Исходный текст:
____

С. Жижек, Ф. Руда, А. Хамза. Читать Маркса

Москва/Франкфурт/Нью-Йорк: линии дивергенции в биполярном мире

Хотя Институт социальных исследований во Франкфурте-на-Майне создавался как территория академической свободы и независимых критических исследований, — обеспечить которые должны были частные спонсорские средства созданного зерновым магнатом Г. Вайлем фонда целевого финансирования Института, — в годы вынужденной эмиграции и особенно в её американский период представителям Франкфуртской школы пришлось немало времени уделить работе непосредственно на систему государственной власти и военные ведомства. Эта работа весьма существенно отразилась на Франкфуртской школе в целом и на отношениях её лидеров с СССР и советским марксизмом в частности.

М. Хоркхаймер и Т. Адорно до своего возвращения в Германию в 1949 г. сотрудничали с Еврейским комитетом — эта организация играла одну из ведущих ролей в формировании послевоенной системы международного права: «Евреи сыграли заметную роль в этих послевоенных дискуссиях и развитии различных правозащитных механизмов. Евреи, часто имеющие европейское происхождение и мотивированные не только Холокостом, но и своей давней приверженностью либерализму, внесли плодотворный вклад в зарождающееся видение космополитического порядка. Рене Кассен, французский еврей с выдающимся юридическим образованием, впоследствии ставший президентом Всемирного Еврейского союза, работал вместе с Элеонорой Рузвельт и ливанцем Чарльзом Маликом над Всеобщей декларацией прав человека [принята ООН в 1948 г.]. Херш Лаутерпахт, немецкий еврейский беженец, преподававший международное право в Колумбийском университете, написал Международный билль о правах человека, который стал центральным текстом в дебатах. Ральф Лемкин, польский еврейский беженец, стоял за Конвенцией о геноциде» [Barnett, 2016. Р. 123]. Именно в период активной разработки будущих ключевых документов системы международного права М. Хоркхаймер и Т. Адорно работали в Колумбийском университете, где создавался билль о правах человека.

____

Входные данные:
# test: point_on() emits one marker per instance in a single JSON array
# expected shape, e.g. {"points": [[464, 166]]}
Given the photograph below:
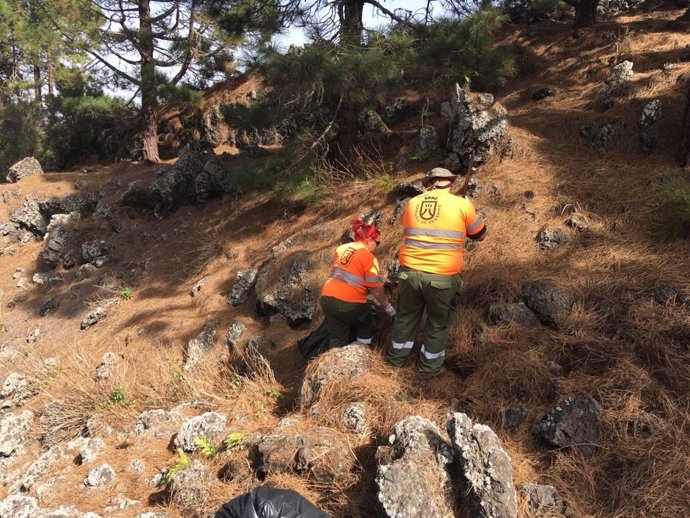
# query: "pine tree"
{"points": [[147, 36]]}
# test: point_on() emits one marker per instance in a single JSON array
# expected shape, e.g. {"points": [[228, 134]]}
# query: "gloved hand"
{"points": [[390, 310]]}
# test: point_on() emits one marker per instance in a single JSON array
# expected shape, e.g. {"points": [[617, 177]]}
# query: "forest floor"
{"points": [[621, 345]]}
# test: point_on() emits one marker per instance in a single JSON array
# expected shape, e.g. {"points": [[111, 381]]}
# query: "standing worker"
{"points": [[436, 223], [344, 296]]}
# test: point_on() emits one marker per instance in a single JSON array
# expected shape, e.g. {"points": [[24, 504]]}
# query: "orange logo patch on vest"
{"points": [[428, 209], [347, 256]]}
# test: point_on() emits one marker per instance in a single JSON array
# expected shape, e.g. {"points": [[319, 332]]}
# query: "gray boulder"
{"points": [[543, 501], [616, 85], [199, 346], [486, 466], [321, 453], [213, 180], [29, 217], [95, 252], [339, 365], [212, 131], [39, 468], [355, 418], [13, 430], [411, 476], [17, 390], [599, 135], [208, 425], [551, 303], [246, 280], [283, 287], [550, 238], [476, 124], [24, 168], [94, 316], [89, 450], [505, 313], [100, 476], [573, 423]]}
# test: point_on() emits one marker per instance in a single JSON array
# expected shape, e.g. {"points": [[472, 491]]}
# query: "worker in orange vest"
{"points": [[436, 223], [344, 296]]}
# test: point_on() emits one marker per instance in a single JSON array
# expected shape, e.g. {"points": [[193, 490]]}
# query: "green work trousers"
{"points": [[419, 291], [347, 320]]}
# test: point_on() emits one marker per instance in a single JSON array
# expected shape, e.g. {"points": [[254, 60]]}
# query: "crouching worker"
{"points": [[355, 271]]}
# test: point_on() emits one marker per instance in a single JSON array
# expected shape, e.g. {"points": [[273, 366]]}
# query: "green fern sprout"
{"points": [[182, 463], [206, 447], [234, 439]]}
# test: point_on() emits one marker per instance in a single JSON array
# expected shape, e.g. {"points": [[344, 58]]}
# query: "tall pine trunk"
{"points": [[351, 26], [49, 72], [149, 99], [685, 153], [37, 79]]}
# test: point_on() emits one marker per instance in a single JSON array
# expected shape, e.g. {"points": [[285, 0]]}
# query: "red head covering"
{"points": [[364, 232]]}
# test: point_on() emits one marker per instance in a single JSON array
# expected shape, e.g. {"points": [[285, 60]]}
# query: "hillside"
{"points": [[168, 278]]}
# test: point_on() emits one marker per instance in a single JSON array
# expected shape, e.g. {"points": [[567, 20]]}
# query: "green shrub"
{"points": [[23, 134], [673, 217]]}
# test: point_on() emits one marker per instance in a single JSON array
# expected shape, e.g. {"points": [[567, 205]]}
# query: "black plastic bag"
{"points": [[318, 342], [269, 502]]}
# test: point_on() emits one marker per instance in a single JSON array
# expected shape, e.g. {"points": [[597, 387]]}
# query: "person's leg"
{"points": [[363, 322], [438, 293], [409, 311], [335, 315]]}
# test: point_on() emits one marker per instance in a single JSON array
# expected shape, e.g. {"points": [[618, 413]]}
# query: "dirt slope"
{"points": [[622, 346]]}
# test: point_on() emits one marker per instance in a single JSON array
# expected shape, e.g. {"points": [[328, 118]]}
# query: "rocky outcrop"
{"points": [[476, 123], [411, 478], [209, 425], [339, 365], [24, 168], [505, 313], [246, 280], [283, 287], [649, 129], [573, 423], [319, 453], [486, 467], [551, 303], [193, 179]]}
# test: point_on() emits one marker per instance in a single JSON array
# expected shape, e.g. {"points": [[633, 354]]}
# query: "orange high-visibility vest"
{"points": [[436, 223], [354, 270]]}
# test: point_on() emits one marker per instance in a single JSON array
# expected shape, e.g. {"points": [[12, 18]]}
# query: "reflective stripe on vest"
{"points": [[434, 246], [347, 277], [436, 233]]}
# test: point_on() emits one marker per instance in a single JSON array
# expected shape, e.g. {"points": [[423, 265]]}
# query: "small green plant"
{"points": [[275, 394], [234, 439], [673, 218], [118, 397], [126, 293], [206, 447], [183, 461]]}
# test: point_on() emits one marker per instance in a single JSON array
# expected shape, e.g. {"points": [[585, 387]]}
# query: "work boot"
{"points": [[433, 374]]}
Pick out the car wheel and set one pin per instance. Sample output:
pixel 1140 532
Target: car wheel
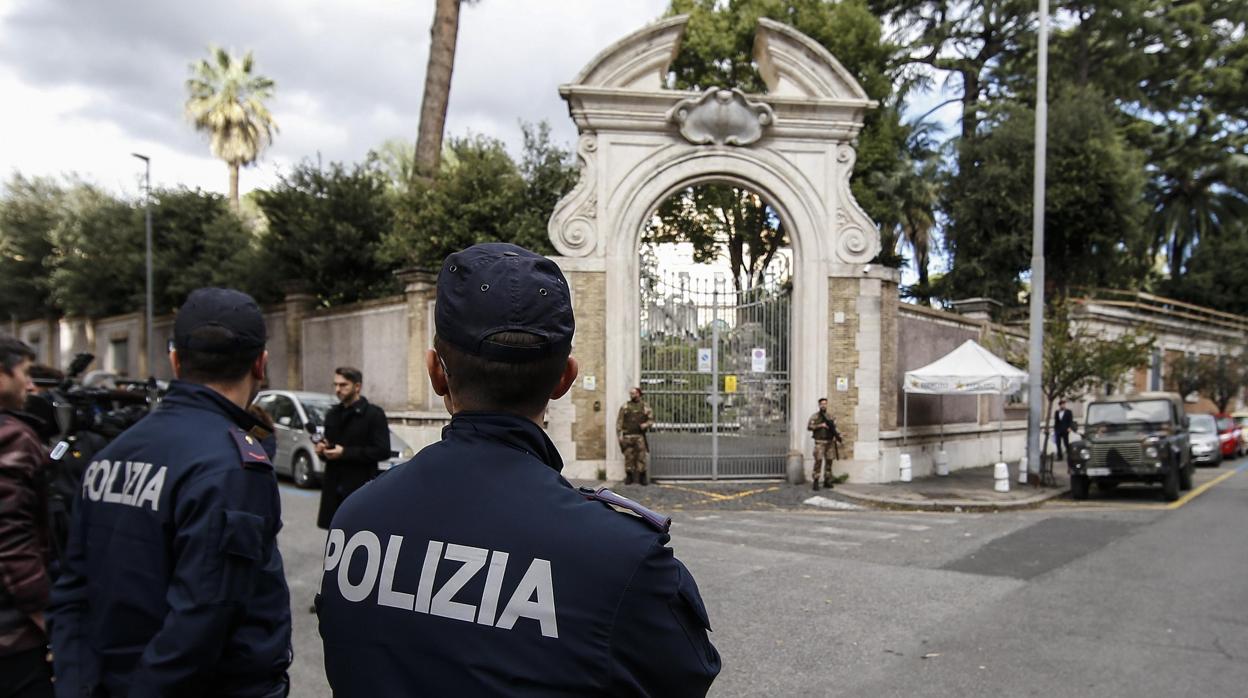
pixel 301 472
pixel 1080 487
pixel 1170 486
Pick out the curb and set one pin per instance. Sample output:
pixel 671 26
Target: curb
pixel 952 505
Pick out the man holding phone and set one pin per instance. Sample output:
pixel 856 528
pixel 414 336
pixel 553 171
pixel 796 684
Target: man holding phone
pixel 356 438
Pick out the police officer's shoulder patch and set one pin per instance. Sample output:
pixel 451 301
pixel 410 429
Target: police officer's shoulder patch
pixel 250 450
pixel 655 520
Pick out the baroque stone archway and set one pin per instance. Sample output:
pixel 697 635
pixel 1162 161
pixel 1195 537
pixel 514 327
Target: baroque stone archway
pixel 639 142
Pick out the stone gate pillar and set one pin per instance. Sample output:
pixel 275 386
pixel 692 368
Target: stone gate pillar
pixel 639 142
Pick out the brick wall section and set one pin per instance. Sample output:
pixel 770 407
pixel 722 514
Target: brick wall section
pixel 890 377
pixel 843 296
pixel 589 305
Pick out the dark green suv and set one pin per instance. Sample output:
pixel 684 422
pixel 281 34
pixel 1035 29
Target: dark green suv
pixel 1132 438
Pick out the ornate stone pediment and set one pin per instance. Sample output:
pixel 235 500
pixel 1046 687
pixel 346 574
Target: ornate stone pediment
pixel 721 116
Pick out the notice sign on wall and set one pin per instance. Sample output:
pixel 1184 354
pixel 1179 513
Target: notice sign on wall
pixel 758 360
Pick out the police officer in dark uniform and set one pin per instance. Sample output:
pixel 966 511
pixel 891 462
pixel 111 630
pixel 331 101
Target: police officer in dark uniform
pixel 172 581
pixel 476 568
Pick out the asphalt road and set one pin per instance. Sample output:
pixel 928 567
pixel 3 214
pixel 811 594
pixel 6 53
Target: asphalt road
pixel 1120 596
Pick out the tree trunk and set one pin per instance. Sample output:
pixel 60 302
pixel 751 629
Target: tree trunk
pixel 234 187
pixel 437 86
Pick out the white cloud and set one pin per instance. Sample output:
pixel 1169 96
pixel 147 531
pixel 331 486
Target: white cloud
pixel 96 81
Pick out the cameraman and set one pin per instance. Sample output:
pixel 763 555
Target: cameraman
pixel 24 671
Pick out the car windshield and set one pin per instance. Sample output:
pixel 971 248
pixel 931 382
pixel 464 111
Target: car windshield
pixel 317 410
pixel 1202 423
pixel 1128 415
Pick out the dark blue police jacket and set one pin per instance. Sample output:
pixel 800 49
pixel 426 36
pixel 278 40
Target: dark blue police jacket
pixel 477 570
pixel 172 582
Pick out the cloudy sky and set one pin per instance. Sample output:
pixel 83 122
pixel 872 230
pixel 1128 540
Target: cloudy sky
pixel 86 83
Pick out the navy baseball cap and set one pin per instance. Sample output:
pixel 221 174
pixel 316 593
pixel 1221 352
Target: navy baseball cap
pixel 234 312
pixel 501 287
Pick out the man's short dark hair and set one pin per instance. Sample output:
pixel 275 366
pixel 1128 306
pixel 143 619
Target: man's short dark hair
pixel 14 351
pixel 353 375
pixel 494 386
pixel 215 367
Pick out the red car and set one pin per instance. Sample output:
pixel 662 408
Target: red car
pixel 1229 436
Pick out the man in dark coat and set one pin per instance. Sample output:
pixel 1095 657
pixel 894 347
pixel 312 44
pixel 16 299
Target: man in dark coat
pixel 356 438
pixel 1063 421
pixel 172 583
pixel 24 669
pixel 476 568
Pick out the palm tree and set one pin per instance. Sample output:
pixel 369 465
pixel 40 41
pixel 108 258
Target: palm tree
pixel 437 85
pixel 1196 190
pixel 227 101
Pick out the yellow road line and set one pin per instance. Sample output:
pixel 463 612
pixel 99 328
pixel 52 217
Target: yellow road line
pixel 1199 491
pixel 716 497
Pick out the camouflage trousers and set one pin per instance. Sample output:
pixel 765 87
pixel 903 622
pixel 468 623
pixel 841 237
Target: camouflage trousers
pixel 825 452
pixel 635 453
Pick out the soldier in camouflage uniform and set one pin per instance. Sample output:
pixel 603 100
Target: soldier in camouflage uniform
pixel 634 420
pixel 826 437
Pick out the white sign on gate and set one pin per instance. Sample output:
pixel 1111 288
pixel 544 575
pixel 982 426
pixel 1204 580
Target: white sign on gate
pixel 703 360
pixel 759 360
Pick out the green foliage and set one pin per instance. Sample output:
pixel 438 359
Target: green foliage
pixel 718 50
pixel 29 210
pixel 1217 274
pixel 1093 214
pixel 97 255
pixel 481 195
pixel 196 242
pixel 325 232
pixel 1224 377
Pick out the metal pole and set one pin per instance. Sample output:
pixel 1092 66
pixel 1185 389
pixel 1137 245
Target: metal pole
pixel 147 252
pixel 714 380
pixel 1036 337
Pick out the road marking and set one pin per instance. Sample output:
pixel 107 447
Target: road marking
pixel 718 497
pixel 734 533
pixel 855 533
pixel 1203 488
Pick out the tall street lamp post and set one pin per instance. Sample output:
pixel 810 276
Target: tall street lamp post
pixel 147 245
pixel 1036 353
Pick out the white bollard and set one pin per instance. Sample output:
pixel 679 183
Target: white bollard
pixel 1001 475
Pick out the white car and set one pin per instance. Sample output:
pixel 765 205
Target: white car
pixel 296 417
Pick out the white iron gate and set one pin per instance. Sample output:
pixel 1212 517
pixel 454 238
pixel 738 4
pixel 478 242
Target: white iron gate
pixel 715 371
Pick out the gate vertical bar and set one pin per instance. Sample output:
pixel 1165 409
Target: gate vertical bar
pixel 714 380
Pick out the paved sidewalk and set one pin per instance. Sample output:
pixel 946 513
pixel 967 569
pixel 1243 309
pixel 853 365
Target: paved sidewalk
pixel 966 490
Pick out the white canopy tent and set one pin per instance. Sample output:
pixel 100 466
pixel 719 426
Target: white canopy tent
pixel 967 370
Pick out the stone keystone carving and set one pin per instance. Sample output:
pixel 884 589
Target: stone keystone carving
pixel 721 116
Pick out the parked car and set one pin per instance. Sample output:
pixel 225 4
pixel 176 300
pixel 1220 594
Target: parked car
pixel 1206 446
pixel 297 416
pixel 1133 438
pixel 1242 420
pixel 1229 436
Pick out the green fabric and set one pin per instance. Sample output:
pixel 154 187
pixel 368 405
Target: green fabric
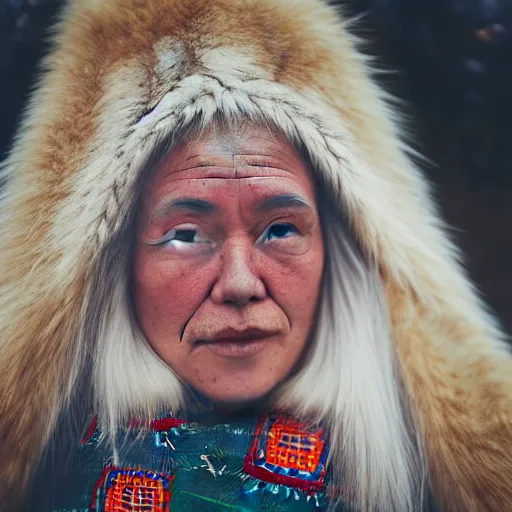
pixel 207 462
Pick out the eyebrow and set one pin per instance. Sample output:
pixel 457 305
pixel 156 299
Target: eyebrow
pixel 283 201
pixel 190 204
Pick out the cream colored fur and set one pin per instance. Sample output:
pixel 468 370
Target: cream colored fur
pixel 126 74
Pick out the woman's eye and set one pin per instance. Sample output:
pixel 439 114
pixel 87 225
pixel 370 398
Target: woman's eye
pixel 185 237
pixel 278 231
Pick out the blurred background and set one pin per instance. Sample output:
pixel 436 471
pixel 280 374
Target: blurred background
pixel 451 60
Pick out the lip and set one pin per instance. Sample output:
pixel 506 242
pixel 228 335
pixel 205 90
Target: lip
pixel 237 344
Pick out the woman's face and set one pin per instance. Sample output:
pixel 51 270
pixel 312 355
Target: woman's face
pixel 228 263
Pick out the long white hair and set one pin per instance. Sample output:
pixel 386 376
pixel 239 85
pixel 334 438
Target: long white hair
pixel 348 379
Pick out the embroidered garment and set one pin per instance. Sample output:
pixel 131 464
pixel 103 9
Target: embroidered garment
pixel 273 464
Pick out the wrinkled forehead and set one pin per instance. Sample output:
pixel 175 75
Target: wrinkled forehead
pixel 246 152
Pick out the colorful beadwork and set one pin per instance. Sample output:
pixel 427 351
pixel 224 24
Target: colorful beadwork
pixel 132 490
pixel 158 425
pixel 286 452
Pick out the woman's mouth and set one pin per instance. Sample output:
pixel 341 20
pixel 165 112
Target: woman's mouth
pixel 237 344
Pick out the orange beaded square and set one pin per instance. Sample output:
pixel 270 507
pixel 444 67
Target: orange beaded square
pixel 290 447
pixel 123 490
pixel 286 452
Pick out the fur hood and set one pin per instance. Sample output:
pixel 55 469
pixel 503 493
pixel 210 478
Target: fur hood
pixel 123 75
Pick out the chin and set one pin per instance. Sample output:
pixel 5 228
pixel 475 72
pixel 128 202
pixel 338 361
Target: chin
pixel 233 396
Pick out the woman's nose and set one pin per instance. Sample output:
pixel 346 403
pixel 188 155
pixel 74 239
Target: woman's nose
pixel 238 282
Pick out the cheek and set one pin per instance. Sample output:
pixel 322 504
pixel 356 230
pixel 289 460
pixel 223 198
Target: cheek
pixel 166 296
pixel 295 285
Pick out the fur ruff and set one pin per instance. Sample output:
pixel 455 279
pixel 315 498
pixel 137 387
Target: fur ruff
pixel 125 74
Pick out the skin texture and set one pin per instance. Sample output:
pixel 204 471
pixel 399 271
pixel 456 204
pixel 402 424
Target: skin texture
pixel 229 303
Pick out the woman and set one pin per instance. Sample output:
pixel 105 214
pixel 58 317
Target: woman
pixel 224 284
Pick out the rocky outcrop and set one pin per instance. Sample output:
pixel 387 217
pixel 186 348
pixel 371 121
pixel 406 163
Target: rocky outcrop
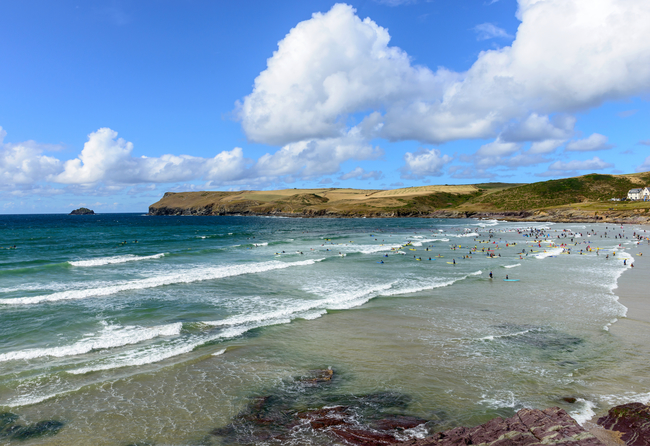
pixel 82 211
pixel 527 427
pixel 630 421
pixel 11 429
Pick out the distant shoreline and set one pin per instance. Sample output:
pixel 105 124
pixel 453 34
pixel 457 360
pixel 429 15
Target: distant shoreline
pixel 542 216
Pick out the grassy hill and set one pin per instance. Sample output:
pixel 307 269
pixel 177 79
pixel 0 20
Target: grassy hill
pixel 554 193
pixel 588 193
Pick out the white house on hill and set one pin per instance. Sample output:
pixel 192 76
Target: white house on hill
pixel 639 194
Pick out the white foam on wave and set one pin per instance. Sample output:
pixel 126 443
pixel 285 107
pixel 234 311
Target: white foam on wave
pixel 509 335
pixel 585 411
pixel 113 260
pixel 187 276
pixel 487 223
pixel 420 242
pixel 110 337
pixel 365 249
pixel 158 352
pixel 549 253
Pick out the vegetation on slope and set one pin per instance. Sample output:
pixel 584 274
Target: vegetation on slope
pixel 553 193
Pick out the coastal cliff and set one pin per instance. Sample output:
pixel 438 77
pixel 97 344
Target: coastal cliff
pixel 581 199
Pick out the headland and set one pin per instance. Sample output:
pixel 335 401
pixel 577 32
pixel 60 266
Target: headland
pixel 589 198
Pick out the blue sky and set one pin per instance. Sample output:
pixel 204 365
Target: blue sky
pixel 108 104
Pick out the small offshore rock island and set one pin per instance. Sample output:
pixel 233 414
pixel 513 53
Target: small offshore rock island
pixel 82 211
pixel 587 198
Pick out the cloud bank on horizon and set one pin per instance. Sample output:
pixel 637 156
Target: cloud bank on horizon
pixel 336 91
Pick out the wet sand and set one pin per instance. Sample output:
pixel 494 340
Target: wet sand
pixel 634 293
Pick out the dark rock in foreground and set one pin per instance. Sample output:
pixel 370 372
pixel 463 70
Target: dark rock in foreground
pixel 9 428
pixel 631 420
pixel 82 211
pixel 527 427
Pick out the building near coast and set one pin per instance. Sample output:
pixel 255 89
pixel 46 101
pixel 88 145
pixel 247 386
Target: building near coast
pixel 640 193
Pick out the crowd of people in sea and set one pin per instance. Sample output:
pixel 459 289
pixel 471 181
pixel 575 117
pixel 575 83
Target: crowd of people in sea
pixel 539 241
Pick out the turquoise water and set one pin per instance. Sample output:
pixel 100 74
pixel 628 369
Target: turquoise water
pixel 129 328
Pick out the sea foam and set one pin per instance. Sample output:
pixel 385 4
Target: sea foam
pixel 110 337
pixel 189 276
pixel 113 260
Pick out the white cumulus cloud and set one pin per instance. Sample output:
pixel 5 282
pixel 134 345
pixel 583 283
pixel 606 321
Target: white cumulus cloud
pixel 361 174
pixel 424 163
pixel 486 31
pixel 594 142
pixel 593 164
pixel 567 55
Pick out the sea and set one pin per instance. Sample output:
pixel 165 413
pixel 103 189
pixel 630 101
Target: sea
pixel 128 329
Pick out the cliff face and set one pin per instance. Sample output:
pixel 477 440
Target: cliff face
pixel 516 203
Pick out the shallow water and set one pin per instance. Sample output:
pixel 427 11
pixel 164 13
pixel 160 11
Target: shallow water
pixel 163 340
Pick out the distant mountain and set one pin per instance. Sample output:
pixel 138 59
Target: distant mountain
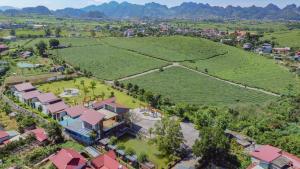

____

Рабочее задание: Перепишите дословно фрагмент исходного текста, начиная со слов «Москва/Франкфурт/Нью-Йорк: линии дивергенции» и продолжая до слов «марксизмом в частности.» включительно. Данные здесь никак не используются.

Результат ниже:
Москва/Франкфурт/Нью-Йорк: линии дивергенции в биполярном мире

Хотя Институт социальных исследований во Франкфурте-на-Майне создавался как территория академической свободы и независимых критических исследований, — обеспечить которые должны были частные спонсорские средства созданного зерновым магнатом Г. Вайлем фонда целевого финансирования Института, — в годы вынужденной эмиграции и особенно в её американский период представителям Франкфуртской школы пришлось немало времени уделить работе непосредственно на систему государственной власти и военные ведомства. Эта работа весьма существенно отразилась на Франкфуртской школе в целом и на отношениях её лидеров с СССР и советским марксизмом в частности.